**What is being asked:** Can you copy out the material below word for word, from the line with "cloud in the photo below." to the line with "(1004, 446)", including both of those lines?

Start Records to use

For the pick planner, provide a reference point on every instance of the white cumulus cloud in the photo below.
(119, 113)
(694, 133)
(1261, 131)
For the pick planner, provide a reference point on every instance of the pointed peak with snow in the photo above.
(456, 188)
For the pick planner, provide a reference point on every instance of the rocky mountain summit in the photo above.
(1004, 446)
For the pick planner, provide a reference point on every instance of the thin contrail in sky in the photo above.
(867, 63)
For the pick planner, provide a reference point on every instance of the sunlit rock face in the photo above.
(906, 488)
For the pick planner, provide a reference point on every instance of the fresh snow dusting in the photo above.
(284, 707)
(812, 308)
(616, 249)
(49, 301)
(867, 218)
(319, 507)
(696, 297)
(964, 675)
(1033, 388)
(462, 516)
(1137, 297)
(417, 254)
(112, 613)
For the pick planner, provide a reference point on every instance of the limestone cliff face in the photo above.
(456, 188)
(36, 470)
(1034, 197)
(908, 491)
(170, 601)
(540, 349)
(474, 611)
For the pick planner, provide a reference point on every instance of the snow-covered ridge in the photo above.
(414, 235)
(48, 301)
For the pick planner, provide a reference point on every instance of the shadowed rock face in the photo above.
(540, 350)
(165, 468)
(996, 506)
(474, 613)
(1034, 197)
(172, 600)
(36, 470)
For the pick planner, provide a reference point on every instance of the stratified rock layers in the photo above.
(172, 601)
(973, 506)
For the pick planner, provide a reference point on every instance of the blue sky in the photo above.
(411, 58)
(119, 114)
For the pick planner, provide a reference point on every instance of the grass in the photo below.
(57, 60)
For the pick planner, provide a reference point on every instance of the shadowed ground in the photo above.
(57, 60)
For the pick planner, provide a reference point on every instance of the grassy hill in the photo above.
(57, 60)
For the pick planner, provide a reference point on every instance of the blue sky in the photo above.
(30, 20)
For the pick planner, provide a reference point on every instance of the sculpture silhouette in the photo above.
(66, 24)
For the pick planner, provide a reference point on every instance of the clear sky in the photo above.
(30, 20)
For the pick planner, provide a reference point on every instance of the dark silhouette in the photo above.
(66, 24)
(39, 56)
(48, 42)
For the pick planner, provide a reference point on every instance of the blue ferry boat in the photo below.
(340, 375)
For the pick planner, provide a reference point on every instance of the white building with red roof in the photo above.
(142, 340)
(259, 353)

End Records to use
Start Records to use

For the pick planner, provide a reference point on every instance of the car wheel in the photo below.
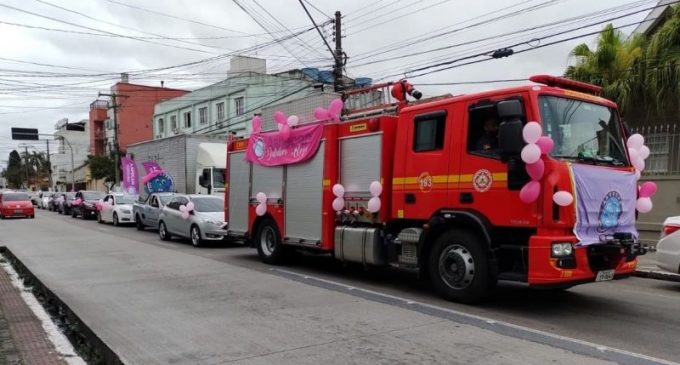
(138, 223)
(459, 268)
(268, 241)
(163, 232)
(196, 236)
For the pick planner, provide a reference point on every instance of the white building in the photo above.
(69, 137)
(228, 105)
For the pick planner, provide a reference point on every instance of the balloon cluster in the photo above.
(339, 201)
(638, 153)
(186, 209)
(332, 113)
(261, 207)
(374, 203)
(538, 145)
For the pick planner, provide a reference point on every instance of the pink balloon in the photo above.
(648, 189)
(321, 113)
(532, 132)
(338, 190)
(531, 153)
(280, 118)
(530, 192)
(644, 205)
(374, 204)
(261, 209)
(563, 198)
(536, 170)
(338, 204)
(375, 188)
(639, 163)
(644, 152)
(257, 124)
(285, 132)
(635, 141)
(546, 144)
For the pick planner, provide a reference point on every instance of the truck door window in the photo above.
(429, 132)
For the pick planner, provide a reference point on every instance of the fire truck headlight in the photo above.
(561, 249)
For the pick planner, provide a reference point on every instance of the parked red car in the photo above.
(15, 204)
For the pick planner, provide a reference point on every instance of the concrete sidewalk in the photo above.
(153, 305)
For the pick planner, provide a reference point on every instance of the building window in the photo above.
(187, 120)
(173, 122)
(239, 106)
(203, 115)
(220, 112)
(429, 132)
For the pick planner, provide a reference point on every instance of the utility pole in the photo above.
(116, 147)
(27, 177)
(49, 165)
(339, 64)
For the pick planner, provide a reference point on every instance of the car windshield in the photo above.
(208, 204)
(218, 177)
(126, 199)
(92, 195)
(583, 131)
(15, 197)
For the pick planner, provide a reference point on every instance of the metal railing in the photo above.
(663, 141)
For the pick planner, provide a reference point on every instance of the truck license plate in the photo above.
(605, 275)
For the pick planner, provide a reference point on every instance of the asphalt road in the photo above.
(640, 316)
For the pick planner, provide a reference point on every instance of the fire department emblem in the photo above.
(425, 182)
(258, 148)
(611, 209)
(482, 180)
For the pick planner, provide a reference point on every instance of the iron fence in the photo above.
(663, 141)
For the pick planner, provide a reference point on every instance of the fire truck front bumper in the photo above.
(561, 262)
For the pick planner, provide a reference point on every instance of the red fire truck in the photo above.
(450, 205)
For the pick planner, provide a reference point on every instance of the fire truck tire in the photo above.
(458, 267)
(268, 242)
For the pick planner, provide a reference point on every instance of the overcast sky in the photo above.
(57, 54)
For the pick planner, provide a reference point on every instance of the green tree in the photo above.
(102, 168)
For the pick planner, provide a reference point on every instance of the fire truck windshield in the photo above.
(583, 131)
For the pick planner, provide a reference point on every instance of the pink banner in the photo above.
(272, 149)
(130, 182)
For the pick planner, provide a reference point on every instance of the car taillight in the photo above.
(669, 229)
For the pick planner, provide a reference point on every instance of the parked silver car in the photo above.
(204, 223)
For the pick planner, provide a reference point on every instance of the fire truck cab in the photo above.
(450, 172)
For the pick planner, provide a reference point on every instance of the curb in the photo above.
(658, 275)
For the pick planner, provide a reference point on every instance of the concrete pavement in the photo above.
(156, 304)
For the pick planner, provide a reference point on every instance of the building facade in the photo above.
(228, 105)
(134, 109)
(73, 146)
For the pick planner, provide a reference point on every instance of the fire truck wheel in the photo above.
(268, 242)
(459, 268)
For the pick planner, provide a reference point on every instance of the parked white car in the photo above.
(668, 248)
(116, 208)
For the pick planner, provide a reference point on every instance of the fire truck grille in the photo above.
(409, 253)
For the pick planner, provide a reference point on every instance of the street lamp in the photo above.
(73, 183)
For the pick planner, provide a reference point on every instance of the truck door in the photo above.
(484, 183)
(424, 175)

End Records to use

**Response to the exercise:**
For the pick planner, provide a reference point on every instance of the white cumulus cloud in the photo below.
(119, 113)
(694, 133)
(1261, 131)
For the pick planner, provide a reference point on every instance of the pointed peak with snow in the photo above.
(456, 188)
For the pick planner, provide a reference point on every instance of the rocky mountain summit in the photo above.
(1004, 446)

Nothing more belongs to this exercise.